**Document extract:**
>>

Faculty in CMMB and OBEE also participate in and mentor students through a number of inter-departmental graduate programs campus-wide.
Faculty from multiple departments and colleges have joined together to offer exciting opportunities for training and research that is relevant to understanding the structure and function of the central nervous system, as well as how it is altered in neurological and neurodegenerative diseases. Graduate students in the Neuroscience Graduate Program
may obtain M.S. and Ph.D. degrees and work with faculty from a number of campus departments. Neuroscience faculty study the molecular physiology of transporters and receptors, signal transduction mechanisms in normal and injured neurons, neurodegenerative pathways, cellular mechanisms of secretion, cell differentiation, cancers of the CNS, and the neural basis of behavior.

<<

**Extracted entries:**
>>

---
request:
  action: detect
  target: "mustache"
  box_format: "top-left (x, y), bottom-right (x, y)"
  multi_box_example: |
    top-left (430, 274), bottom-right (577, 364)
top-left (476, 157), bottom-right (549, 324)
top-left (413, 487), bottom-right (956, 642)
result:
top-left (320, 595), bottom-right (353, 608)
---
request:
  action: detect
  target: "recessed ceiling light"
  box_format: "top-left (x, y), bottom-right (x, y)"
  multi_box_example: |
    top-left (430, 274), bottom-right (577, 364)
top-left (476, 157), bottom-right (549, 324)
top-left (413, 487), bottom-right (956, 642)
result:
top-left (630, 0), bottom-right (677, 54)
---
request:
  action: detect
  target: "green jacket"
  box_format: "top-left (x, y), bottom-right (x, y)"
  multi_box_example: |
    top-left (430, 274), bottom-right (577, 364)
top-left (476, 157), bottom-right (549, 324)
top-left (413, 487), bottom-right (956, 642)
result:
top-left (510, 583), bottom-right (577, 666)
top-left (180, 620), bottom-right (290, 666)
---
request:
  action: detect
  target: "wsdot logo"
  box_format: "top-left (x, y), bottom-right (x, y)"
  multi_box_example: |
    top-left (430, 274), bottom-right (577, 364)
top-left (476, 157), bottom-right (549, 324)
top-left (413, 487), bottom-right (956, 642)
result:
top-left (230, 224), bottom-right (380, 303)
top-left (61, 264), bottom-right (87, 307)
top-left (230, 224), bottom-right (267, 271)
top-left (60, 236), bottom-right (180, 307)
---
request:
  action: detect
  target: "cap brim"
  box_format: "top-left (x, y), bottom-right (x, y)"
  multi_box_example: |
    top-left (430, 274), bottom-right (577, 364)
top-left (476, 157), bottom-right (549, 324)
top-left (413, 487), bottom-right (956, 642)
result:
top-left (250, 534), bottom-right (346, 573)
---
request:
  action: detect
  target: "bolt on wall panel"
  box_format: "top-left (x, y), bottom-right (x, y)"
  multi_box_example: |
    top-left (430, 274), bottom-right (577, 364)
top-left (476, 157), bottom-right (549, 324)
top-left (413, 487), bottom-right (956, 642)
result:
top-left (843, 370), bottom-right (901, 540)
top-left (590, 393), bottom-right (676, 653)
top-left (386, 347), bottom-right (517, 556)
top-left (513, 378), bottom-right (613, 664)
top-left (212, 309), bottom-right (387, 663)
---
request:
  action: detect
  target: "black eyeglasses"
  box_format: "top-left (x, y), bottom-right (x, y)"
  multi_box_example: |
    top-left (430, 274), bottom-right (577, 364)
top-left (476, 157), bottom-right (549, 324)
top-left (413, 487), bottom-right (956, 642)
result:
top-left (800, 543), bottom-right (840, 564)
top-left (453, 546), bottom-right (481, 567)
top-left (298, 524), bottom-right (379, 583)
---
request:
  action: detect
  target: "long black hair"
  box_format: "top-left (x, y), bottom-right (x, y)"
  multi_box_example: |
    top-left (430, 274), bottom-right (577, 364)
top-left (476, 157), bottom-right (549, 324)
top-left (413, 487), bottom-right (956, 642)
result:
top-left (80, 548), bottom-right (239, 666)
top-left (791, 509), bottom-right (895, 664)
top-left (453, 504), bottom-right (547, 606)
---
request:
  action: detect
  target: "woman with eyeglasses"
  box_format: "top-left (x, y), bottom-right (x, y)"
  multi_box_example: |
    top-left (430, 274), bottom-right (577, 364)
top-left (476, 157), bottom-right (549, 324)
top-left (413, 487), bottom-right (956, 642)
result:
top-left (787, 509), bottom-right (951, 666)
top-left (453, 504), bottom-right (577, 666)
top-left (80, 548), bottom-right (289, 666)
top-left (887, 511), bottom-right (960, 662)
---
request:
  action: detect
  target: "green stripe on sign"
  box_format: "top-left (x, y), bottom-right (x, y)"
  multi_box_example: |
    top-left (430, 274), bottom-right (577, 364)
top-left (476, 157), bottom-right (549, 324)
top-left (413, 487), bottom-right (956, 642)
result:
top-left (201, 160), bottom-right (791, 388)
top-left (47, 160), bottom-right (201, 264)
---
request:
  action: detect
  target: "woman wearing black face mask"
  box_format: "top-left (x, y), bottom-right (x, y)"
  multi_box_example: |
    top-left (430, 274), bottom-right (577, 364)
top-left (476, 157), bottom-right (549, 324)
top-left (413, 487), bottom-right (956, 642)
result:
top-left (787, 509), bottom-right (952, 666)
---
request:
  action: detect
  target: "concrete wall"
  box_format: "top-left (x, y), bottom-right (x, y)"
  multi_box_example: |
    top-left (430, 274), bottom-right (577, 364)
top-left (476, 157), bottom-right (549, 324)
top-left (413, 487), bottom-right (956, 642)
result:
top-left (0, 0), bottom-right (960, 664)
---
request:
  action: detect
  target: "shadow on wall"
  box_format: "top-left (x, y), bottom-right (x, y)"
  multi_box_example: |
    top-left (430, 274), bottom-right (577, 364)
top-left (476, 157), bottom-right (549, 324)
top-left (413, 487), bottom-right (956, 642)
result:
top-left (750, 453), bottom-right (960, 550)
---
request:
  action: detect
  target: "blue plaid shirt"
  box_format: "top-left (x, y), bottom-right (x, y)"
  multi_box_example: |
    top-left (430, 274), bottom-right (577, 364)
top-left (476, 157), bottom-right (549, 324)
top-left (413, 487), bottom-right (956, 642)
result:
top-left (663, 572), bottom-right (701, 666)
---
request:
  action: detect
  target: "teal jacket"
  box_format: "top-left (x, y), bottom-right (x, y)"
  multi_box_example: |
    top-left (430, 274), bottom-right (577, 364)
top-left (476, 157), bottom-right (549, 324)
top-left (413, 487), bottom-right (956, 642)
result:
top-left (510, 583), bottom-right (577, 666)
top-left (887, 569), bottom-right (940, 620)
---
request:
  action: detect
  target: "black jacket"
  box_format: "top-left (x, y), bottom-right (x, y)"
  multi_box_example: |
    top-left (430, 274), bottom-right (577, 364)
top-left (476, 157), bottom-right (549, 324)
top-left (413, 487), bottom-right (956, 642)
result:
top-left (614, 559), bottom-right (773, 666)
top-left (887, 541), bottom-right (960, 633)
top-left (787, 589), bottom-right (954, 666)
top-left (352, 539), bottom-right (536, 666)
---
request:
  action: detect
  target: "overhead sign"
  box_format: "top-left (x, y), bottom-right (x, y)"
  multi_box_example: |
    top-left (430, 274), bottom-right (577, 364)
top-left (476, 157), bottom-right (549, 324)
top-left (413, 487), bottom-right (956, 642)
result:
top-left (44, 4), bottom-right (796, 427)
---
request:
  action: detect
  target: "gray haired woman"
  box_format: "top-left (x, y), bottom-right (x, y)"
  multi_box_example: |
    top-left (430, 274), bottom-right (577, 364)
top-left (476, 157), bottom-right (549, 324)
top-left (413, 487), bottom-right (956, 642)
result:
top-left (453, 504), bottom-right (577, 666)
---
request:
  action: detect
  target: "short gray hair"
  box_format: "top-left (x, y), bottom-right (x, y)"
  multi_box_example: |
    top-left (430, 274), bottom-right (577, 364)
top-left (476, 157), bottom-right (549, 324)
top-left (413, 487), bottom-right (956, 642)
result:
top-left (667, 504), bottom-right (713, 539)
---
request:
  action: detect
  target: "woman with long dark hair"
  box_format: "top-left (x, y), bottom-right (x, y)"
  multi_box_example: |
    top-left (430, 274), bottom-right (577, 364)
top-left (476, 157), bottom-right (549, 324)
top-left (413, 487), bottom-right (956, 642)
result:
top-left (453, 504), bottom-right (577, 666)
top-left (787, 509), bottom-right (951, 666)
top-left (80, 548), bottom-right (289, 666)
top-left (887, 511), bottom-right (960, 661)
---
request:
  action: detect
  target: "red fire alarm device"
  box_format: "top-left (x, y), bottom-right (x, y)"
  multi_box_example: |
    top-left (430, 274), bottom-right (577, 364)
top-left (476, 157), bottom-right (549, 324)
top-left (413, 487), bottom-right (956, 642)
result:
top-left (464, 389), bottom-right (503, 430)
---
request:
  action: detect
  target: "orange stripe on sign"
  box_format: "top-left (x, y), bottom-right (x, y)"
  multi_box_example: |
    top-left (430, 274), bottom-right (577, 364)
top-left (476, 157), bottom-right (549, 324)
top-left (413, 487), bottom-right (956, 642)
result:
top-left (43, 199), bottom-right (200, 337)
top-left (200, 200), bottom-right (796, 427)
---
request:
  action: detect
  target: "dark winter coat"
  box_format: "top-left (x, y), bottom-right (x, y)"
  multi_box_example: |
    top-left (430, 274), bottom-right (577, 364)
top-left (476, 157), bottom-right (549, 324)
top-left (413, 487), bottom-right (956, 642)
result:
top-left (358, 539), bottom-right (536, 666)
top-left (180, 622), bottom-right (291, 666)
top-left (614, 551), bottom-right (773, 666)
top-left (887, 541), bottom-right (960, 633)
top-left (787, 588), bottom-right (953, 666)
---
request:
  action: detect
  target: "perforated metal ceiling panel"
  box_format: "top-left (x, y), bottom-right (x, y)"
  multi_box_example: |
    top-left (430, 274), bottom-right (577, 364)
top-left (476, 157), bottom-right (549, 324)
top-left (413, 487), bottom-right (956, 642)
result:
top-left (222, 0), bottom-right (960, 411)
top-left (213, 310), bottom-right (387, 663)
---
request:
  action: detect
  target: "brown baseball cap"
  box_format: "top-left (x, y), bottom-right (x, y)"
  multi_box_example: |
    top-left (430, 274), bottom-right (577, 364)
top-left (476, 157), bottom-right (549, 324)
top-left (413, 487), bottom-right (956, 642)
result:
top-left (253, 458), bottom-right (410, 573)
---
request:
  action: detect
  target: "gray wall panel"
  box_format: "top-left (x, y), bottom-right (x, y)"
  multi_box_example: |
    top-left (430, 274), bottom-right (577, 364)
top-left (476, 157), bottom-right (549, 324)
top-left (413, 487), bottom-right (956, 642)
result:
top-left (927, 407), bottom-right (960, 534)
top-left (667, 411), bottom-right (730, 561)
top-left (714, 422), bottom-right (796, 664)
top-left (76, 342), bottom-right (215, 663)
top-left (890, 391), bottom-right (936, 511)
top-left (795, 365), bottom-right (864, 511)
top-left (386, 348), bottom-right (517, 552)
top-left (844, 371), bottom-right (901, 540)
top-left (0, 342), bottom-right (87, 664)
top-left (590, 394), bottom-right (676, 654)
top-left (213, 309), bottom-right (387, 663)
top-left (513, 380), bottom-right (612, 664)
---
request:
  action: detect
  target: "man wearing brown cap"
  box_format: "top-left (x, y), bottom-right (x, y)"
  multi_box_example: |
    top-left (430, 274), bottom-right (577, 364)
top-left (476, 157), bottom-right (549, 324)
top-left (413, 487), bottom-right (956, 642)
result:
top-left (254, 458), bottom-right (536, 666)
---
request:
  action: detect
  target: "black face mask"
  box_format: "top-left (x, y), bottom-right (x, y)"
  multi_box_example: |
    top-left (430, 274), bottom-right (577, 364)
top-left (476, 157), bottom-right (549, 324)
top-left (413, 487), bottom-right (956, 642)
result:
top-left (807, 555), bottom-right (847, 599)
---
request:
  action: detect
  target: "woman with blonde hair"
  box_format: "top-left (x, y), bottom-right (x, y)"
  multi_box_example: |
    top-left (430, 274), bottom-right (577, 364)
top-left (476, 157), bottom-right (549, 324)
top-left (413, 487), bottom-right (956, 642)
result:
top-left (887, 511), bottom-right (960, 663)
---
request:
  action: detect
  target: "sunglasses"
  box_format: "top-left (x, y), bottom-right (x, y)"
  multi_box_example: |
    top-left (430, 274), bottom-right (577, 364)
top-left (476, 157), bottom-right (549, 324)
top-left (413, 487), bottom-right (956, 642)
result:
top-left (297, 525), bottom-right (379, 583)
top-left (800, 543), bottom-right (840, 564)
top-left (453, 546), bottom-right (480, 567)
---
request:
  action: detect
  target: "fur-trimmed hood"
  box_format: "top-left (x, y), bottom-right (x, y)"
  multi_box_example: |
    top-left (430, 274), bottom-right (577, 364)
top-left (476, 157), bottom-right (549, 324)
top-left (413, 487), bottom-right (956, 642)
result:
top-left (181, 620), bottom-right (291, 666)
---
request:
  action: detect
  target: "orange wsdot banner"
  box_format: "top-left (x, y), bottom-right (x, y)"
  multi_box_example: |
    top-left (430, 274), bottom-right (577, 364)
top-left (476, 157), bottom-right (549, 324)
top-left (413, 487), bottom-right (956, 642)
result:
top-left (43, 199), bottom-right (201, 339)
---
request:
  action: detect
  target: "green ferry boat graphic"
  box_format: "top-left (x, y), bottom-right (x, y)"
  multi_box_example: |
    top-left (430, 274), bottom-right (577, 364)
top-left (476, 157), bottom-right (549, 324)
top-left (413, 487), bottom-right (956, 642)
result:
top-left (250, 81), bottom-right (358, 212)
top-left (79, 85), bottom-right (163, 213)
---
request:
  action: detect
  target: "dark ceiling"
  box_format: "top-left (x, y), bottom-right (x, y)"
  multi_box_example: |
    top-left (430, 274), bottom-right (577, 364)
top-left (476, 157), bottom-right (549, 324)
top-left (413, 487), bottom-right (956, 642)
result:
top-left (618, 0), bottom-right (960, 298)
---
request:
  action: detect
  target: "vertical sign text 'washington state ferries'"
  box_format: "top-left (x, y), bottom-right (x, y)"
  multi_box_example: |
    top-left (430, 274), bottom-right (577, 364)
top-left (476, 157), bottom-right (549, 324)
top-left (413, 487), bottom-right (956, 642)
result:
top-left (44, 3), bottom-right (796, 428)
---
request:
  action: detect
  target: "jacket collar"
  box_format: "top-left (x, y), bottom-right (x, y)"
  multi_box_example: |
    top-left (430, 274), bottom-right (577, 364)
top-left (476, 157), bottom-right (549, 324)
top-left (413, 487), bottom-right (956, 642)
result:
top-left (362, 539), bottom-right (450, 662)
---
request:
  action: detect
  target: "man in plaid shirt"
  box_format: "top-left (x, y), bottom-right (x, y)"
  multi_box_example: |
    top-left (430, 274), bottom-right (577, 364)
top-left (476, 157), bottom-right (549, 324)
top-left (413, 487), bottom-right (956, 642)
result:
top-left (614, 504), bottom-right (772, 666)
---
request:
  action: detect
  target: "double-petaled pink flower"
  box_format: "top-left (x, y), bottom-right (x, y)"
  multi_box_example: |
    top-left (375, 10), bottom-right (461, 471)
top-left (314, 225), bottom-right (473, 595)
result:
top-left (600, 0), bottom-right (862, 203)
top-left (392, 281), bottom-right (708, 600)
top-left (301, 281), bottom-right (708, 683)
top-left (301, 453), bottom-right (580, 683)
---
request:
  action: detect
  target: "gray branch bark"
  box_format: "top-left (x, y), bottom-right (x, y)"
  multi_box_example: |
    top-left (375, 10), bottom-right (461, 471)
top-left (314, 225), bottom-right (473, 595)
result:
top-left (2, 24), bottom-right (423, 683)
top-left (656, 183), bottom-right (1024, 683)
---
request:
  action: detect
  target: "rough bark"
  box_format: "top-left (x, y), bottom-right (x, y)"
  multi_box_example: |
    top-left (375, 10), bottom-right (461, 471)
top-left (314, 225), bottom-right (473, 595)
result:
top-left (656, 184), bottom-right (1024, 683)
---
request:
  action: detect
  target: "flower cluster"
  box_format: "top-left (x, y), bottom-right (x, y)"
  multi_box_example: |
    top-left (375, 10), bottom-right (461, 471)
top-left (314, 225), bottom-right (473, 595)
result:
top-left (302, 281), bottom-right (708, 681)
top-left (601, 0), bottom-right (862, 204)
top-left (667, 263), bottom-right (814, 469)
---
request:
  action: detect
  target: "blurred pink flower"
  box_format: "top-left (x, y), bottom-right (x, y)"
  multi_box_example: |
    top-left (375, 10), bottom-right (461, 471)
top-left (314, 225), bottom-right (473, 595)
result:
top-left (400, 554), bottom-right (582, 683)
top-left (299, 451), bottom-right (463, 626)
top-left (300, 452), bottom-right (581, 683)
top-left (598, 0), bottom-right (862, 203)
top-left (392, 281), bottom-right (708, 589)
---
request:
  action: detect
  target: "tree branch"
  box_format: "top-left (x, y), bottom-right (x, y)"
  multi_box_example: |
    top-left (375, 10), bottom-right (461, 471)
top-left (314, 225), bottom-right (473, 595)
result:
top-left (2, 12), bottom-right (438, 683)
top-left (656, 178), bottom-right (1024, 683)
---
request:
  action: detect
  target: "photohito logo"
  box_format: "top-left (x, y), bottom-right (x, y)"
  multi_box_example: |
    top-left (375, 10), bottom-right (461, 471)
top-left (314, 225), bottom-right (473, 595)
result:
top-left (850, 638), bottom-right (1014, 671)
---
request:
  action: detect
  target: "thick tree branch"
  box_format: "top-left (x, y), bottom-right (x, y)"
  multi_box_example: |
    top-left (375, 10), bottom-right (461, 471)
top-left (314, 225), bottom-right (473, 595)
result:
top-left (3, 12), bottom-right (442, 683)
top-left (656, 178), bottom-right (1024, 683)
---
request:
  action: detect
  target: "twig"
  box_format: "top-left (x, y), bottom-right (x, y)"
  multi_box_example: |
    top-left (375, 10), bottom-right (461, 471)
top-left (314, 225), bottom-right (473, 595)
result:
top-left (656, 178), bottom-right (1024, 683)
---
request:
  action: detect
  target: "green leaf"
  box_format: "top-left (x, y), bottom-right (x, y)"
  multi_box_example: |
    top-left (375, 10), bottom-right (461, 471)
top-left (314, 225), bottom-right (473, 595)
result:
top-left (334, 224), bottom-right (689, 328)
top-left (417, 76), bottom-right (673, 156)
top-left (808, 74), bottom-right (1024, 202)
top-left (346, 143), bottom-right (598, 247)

<<

**Work instruction A:**
Summarize the passage on the Neuroscience Graduate Program in two sentences.
**Work instruction B:**
Using the passage on the Neuroscience Graduate Program, state whether each statement agrees with it: (i) graduate students in the program may earn both M.S. and Ph.D. degrees; (ii) the program's faculty all come from a single department; (iii) neuroscience faculty study cancers of the CNS.
**Work instruction C:**
Resume the passage on the Neuroscience Graduate Program from the point at which it stops.

**Answer A:**
Faculty from multiple departments and colleges jointly offer training and research on the structure and function of the central nervous system and on how it is altered in neurological and neurodegenerative diseases. Graduate students in the Neuroscience Graduate Program may obtain M.S. and Ph.D. degrees and work with faculty whose research ranges from the molecular physiology of transporters and receptors to the neural basis of behavior.

**Answer B:**
(i) Yes: "may obtain M.S. and Ph.D. degrees"
(ii) No: "Faculty from multiple departments and colleges have joined together"
(iii) Yes: "cancers of the CNS"

**Answer C:**
The University of Montana’s Wildlife Biology Program provides students with an extensive knowledge of ecology, population biology, wildlife biology and critical thinking and quantitative skills. Our students become leaders, bringing science to the dynamic management of wildlife and fish populations and their habitat, communities, and ecosystems. The Wildlife Biology Program is a joint program with the W.A. Franke College of Forestry and Conservation
, Division of Biological Sciences
, and the Montana Cooperative Wildlife Research Unit
, and the Wildlife Biology graduate program
offers both PhD and MS graduate degrees for students working with faculty across these units. Wildlife Biology is ranked number 1 in the U.S. and Canada for the quality, quantity and impact of faculty research.